- [Selection]:
┌────────
Oh, here's something. I have recently begun to think of some of the mistakes I made in relationships of the past, and I came running back to a conclusion that I had reached long ago: I had measured my self-worth in any type of relationship on trying to fix everything, to be the hero to those I cared about, the one to lead them from their troubles & bring them to a better state of being. I thought I was being noble, and my actions were well-intentioned. Unfortunately, they were misguided and did way more harm than good. My ex-wife tried to teach me this a long time ago, but I wasn't able to grasp it for a long time. See, the clarity I've attained has opened my mind to all these mistakes I've made... I really have to laugh at what a dope I was, LOL! See, by trying to rescue others & take them away from their troubles, I wasn't helping them; instead, I was giving them a false sense of security by trying to convince them that their problems were over because I would force them to disappear. What I never took into account was that you can't make someone else's troubles disappear like that... problems have to be faced, dealt with, and solved. And you can't outrun them... in the end, if you don't confront them on your terms, they'll find you and destroy you on their terms. I finally realized that if I truly want to help the people I care about, I can't be the hero that magically makes the darkness go away; instead, I'll be the rock they need by standing behind them & helping them to their feet when their struggles knock them down a bit. It seems to me that a person who has someone standing beside them in the struggle can overcome the chaos of the world much more successfully than having someone hide them from the world. Wish I knew that years ago... you live, you learn :-)
└────────
[Named region outline data]
┌────────
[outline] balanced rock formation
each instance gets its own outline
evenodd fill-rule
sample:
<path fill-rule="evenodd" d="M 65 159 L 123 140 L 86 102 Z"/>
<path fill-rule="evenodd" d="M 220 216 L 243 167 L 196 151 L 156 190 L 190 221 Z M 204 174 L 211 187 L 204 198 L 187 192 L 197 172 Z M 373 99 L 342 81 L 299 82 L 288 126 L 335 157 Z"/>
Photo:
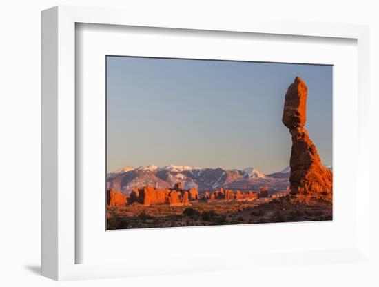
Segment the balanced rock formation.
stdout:
<path fill-rule="evenodd" d="M 229 189 L 225 191 L 225 199 L 233 199 L 234 198 L 234 192 Z"/>
<path fill-rule="evenodd" d="M 113 189 L 107 190 L 107 204 L 109 206 L 126 205 L 126 197 L 121 192 L 115 192 Z"/>
<path fill-rule="evenodd" d="M 237 190 L 236 192 L 236 199 L 240 199 L 243 198 L 243 196 L 244 196 L 244 194 L 242 193 L 240 191 Z"/>
<path fill-rule="evenodd" d="M 289 129 L 292 137 L 289 162 L 290 193 L 331 198 L 331 172 L 321 163 L 316 146 L 304 128 L 307 119 L 307 95 L 305 83 L 296 77 L 285 95 L 282 118 L 283 123 Z"/>

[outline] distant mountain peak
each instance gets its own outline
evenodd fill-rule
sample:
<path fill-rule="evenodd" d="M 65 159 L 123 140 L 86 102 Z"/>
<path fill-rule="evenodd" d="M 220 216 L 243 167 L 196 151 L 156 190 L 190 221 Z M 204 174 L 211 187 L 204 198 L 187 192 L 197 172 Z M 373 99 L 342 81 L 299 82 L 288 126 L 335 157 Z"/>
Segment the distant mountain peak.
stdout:
<path fill-rule="evenodd" d="M 136 170 L 144 170 L 144 171 L 156 171 L 158 166 L 154 164 L 150 164 L 147 166 L 141 166 L 136 168 Z"/>
<path fill-rule="evenodd" d="M 165 166 L 163 169 L 172 172 L 182 172 L 183 171 L 192 170 L 193 168 L 189 166 L 175 166 L 174 164 L 170 164 Z"/>
<path fill-rule="evenodd" d="M 254 168 L 252 166 L 244 168 L 242 170 L 242 172 L 244 175 L 248 177 L 256 177 L 256 178 L 265 178 L 266 176 L 263 172 L 262 172 L 258 169 Z"/>

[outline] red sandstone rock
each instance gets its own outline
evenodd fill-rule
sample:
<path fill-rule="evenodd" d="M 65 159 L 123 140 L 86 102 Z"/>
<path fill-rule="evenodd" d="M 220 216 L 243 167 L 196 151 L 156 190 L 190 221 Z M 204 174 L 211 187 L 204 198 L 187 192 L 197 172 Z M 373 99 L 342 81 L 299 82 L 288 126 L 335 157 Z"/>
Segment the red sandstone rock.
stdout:
<path fill-rule="evenodd" d="M 170 192 L 168 194 L 167 198 L 168 198 L 168 202 L 170 206 L 181 205 L 181 201 L 179 200 L 179 195 L 176 190 L 171 190 Z"/>
<path fill-rule="evenodd" d="M 247 197 L 249 198 L 256 198 L 258 197 L 258 195 L 256 192 L 253 192 L 252 191 L 249 191 L 247 194 Z"/>
<path fill-rule="evenodd" d="M 240 191 L 237 190 L 236 192 L 236 198 L 237 199 L 240 199 L 243 198 L 243 194 L 242 194 Z"/>
<path fill-rule="evenodd" d="M 198 191 L 197 188 L 190 188 L 188 193 L 190 193 L 190 199 L 198 199 Z"/>
<path fill-rule="evenodd" d="M 114 190 L 107 190 L 107 204 L 109 206 L 126 205 L 126 197 L 121 192 L 115 192 Z"/>
<path fill-rule="evenodd" d="M 189 192 L 187 191 L 185 191 L 183 195 L 183 205 L 185 206 L 190 206 L 190 199 L 188 197 Z"/>
<path fill-rule="evenodd" d="M 132 204 L 134 202 L 138 202 L 139 197 L 139 189 L 136 188 L 133 188 L 133 190 L 132 190 L 132 192 L 130 192 L 130 195 L 129 196 L 129 202 L 130 204 Z"/>
<path fill-rule="evenodd" d="M 147 186 L 140 190 L 139 193 L 138 202 L 143 204 L 145 206 L 166 202 L 167 192 L 165 190 L 156 190 L 154 187 Z"/>
<path fill-rule="evenodd" d="M 290 193 L 306 196 L 318 195 L 331 199 L 332 173 L 322 164 L 316 146 L 303 128 L 306 120 L 307 92 L 307 86 L 298 77 L 285 95 L 282 121 L 289 128 L 292 137 Z"/>
<path fill-rule="evenodd" d="M 305 124 L 307 90 L 301 78 L 296 77 L 285 94 L 282 121 L 290 130 Z"/>
<path fill-rule="evenodd" d="M 267 186 L 260 188 L 257 192 L 257 197 L 269 197 L 269 188 Z"/>
<path fill-rule="evenodd" d="M 225 191 L 225 199 L 233 199 L 234 198 L 234 192 L 232 190 L 227 190 Z"/>
<path fill-rule="evenodd" d="M 174 189 L 175 190 L 181 191 L 184 189 L 183 186 L 183 184 L 181 182 L 177 182 L 174 186 L 174 188 L 172 189 Z"/>

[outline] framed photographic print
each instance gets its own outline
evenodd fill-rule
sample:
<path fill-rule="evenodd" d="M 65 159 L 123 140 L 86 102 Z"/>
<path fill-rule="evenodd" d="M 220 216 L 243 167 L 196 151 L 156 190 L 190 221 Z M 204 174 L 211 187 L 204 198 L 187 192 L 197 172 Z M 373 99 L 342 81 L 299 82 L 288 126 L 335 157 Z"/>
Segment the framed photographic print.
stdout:
<path fill-rule="evenodd" d="M 147 13 L 42 13 L 43 275 L 371 266 L 367 27 Z"/>
<path fill-rule="evenodd" d="M 332 219 L 332 66 L 105 61 L 107 230 Z"/>

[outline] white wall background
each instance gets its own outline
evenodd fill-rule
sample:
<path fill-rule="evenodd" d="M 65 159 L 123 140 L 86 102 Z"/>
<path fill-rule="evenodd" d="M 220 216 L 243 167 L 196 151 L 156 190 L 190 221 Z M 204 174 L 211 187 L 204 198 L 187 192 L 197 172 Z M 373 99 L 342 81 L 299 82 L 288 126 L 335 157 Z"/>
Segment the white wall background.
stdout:
<path fill-rule="evenodd" d="M 58 4 L 184 10 L 196 17 L 266 17 L 337 23 L 369 24 L 371 29 L 371 179 L 379 171 L 377 108 L 379 79 L 379 9 L 373 0 L 266 1 L 116 1 L 6 0 L 0 6 L 0 285 L 50 286 L 57 283 L 39 275 L 40 264 L 40 11 Z M 374 115 L 375 114 L 375 115 Z M 378 223 L 379 197 L 371 198 L 372 215 Z M 378 226 L 378 225 L 376 225 Z M 378 227 L 373 228 L 379 242 Z M 253 244 L 253 242 L 252 242 Z M 373 244 L 378 256 L 378 247 Z M 178 262 L 180 264 L 180 262 Z M 356 267 L 315 265 L 309 279 L 300 276 L 304 266 L 274 275 L 228 273 L 177 275 L 92 281 L 69 282 L 69 286 L 375 286 L 373 270 Z M 305 271 L 309 272 L 309 268 Z M 280 279 L 283 278 L 283 280 Z M 279 281 L 278 281 L 279 279 Z M 306 281 L 305 281 L 306 280 Z M 376 285 L 378 286 L 378 285 Z"/>

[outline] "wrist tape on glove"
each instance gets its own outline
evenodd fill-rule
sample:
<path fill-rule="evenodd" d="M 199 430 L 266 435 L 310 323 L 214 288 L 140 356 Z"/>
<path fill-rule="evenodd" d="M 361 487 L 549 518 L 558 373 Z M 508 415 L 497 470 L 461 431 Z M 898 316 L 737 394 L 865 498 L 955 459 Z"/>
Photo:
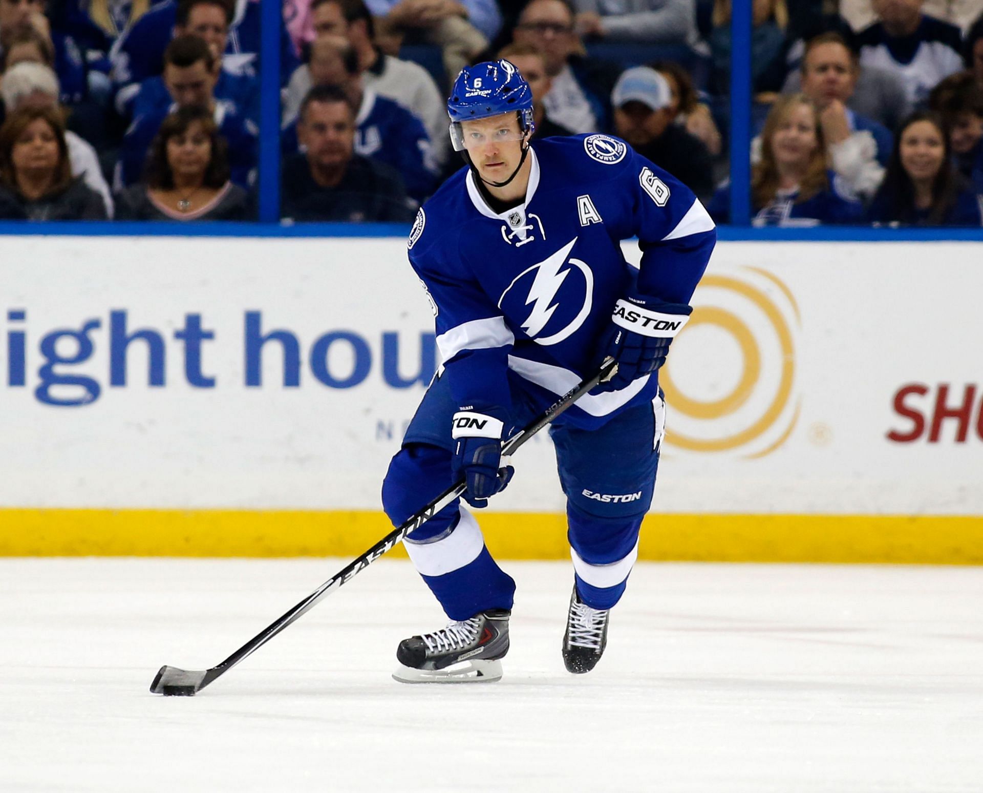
└────────
- [List of tasks]:
1. Based on the reflection on relationships, decide whether each statement agrees with it: (a) the writer's ex-wife tried to teach this lesson long ago, (b) the writer thinks problems can be outrun, and (c) the writer now means to be the rock the people they care about need. Answer yes or no for each and quote the words of the reflection that decide it.
2. In the reflection on relationships, what did the writer base their self-worth on in past relationships?
3. Carry the reflection on relationships forward from its final sentence.

- [Answer list]:
1.
(a) Yes: "My ex-wife tried to teach me this a long time ago"
(b) No: "And you can't outrun them"
(c) Yes: "I'll be the rock they need"

2. The writer based it on trying to fix everything and being the hero to those they cared about.

3.
Random Lesson: Never drink Goldschlager. I got my ass kicked :-)

… y'know, I think I'm gonna try to get a band together. I miss playing guitar (even though I kinda sucked, LOL), and I know I've got the vocal chops to make anything I do successful. I'm gonna look around...

Speaking of which, I feel I should address something. For a long time, I was kind of humble about a lot of things in my life, displaying what some may refer to as “false modesty”. Well, it wasn't false. I really placed a cap on how I rated my skills as a musician and a performer. However, the more I get going with performing, the more I'm starting to realize just how much potential I really have. I've always been one who has said that settling for something is never good enough, if you really want something bad enough you have to keep pushing until you get it. Well, fair warning: I'm about to become very pushy... and I'll leave it at that.

I found a new idea for a tattoo. I'm going to get a phrase tattooed on my wrist. For the purposes of surprise, I will not reveal it at this time. However, I will confirm that the phrase is not “WHAZZZZUUUUUUPPPP!!!!”

I'm tired. I'm going to bed now. Thank you to my close circle of friends who really keep me focused & remind me that, though I sometimes feel as though I'm alone on this ship, there are others walking the deck with me, sailing the waters & embracing the unbelievable weirdness of the world. My life, crazy as it is sometimes, is still so very awesome... and some of you remind me of this always. You know who are are :-)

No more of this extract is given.